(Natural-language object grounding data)
● ● ● ● ●
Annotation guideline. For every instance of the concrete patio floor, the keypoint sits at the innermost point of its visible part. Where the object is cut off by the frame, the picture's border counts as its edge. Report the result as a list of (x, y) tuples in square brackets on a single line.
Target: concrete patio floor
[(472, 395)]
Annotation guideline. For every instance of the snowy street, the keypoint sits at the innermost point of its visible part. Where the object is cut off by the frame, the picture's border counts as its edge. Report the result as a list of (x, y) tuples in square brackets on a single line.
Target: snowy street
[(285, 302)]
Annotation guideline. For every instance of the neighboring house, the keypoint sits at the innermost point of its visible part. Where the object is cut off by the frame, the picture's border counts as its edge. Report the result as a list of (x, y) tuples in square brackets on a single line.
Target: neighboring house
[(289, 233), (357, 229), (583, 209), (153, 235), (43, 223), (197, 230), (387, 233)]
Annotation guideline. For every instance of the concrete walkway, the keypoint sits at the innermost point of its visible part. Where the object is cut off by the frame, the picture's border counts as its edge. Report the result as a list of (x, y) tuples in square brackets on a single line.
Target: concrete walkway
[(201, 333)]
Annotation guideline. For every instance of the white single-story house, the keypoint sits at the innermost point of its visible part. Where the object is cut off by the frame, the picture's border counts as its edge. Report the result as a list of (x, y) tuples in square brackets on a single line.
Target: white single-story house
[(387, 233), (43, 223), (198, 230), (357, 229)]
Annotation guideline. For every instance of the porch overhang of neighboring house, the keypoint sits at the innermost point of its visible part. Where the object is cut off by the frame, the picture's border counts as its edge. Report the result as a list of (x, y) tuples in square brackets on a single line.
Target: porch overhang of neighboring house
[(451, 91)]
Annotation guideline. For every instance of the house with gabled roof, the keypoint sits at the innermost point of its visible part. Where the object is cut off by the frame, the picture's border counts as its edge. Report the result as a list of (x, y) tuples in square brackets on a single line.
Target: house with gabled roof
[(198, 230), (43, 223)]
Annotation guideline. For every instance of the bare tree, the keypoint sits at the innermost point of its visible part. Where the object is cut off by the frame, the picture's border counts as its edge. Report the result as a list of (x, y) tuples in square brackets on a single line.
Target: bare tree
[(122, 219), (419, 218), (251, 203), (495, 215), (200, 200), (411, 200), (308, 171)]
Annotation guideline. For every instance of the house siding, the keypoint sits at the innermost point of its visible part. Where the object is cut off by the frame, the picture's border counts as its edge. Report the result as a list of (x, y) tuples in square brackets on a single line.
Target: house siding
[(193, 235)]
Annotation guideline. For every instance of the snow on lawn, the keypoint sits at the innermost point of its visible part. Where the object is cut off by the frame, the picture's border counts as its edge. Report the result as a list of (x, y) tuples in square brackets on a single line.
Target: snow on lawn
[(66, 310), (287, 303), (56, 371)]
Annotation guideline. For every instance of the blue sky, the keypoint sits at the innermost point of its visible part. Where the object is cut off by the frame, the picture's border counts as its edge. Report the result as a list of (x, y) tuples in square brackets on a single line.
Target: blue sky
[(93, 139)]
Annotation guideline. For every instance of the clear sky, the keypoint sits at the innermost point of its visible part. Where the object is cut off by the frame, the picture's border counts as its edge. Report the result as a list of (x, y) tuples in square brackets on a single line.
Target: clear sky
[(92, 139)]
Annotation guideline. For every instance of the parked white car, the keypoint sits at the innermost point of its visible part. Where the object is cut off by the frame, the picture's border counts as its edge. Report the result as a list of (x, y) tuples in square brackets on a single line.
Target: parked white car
● ● ● ● ●
Your task
Pull every line containing the string "parked" out of the data above and copy it.

Response to this exercise
Annotation guideline. For every instance of the parked white car, the keypoint sits at the innermost point of its visible part. Where the object is cut off by the frame, the picture's border counts as its edge. Report the result as a list of (x, y) tuples in square brackets on a single line.
Target: parked white car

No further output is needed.